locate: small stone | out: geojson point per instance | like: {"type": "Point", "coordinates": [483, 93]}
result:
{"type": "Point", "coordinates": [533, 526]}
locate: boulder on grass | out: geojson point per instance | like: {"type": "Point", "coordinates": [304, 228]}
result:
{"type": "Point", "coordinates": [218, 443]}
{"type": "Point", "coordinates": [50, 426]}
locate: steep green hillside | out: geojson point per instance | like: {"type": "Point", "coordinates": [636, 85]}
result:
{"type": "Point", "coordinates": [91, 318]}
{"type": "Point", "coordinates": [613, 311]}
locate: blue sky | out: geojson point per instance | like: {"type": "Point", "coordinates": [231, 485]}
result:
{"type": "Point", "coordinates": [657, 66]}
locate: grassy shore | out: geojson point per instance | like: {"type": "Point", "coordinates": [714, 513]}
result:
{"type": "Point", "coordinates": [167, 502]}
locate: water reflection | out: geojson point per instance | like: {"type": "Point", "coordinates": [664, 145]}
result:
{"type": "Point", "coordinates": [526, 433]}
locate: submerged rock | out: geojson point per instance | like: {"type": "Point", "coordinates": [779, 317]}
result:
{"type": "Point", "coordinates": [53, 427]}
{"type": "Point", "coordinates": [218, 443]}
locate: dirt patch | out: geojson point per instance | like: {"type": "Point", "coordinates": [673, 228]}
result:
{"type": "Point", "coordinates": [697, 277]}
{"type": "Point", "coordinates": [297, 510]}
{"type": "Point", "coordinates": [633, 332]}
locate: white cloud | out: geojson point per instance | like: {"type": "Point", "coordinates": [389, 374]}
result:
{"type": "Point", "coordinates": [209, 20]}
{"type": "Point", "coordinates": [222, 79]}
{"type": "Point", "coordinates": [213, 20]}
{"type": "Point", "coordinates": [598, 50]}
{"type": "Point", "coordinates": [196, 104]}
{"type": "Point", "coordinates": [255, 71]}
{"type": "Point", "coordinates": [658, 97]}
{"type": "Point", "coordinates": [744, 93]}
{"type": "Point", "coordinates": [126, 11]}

## PROBLEM REQUIREMENTS
Every line of the listing is to be returned exactly as written.

## YOUR RESPONSE
locate: small stone | out: geojson point per instance | like: {"type": "Point", "coordinates": [483, 93]}
result:
{"type": "Point", "coordinates": [533, 526]}
locate: boulder on grass | out: geojson point per instance | like: {"type": "Point", "coordinates": [304, 228]}
result:
{"type": "Point", "coordinates": [218, 443]}
{"type": "Point", "coordinates": [50, 426]}
locate: steep green hillside | out: geojson point per instance | like: {"type": "Point", "coordinates": [636, 85]}
result:
{"type": "Point", "coordinates": [91, 318]}
{"type": "Point", "coordinates": [613, 311]}
locate: blue sky | out: geojson point per instance | like: {"type": "Point", "coordinates": [231, 485]}
result:
{"type": "Point", "coordinates": [657, 66]}
locate: grassy shore | out: geojson point per instance | like: {"type": "Point", "coordinates": [714, 513]}
result:
{"type": "Point", "coordinates": [167, 502]}
locate: water reflection | out: geojson point per instance | like: {"type": "Point", "coordinates": [664, 145]}
result:
{"type": "Point", "coordinates": [526, 433]}
locate: submerged rock | out: geojson point per instance | like: {"type": "Point", "coordinates": [779, 317]}
result:
{"type": "Point", "coordinates": [53, 427]}
{"type": "Point", "coordinates": [218, 443]}
locate: dirt patch | out: geojson point per instance | like: {"type": "Point", "coordinates": [673, 228]}
result:
{"type": "Point", "coordinates": [697, 277]}
{"type": "Point", "coordinates": [297, 510]}
{"type": "Point", "coordinates": [633, 332]}
locate: white cloud | out: geojson point per instance | like: {"type": "Point", "coordinates": [389, 374]}
result:
{"type": "Point", "coordinates": [209, 20]}
{"type": "Point", "coordinates": [222, 79]}
{"type": "Point", "coordinates": [213, 20]}
{"type": "Point", "coordinates": [598, 50]}
{"type": "Point", "coordinates": [196, 104]}
{"type": "Point", "coordinates": [255, 71]}
{"type": "Point", "coordinates": [658, 97]}
{"type": "Point", "coordinates": [744, 93]}
{"type": "Point", "coordinates": [126, 11]}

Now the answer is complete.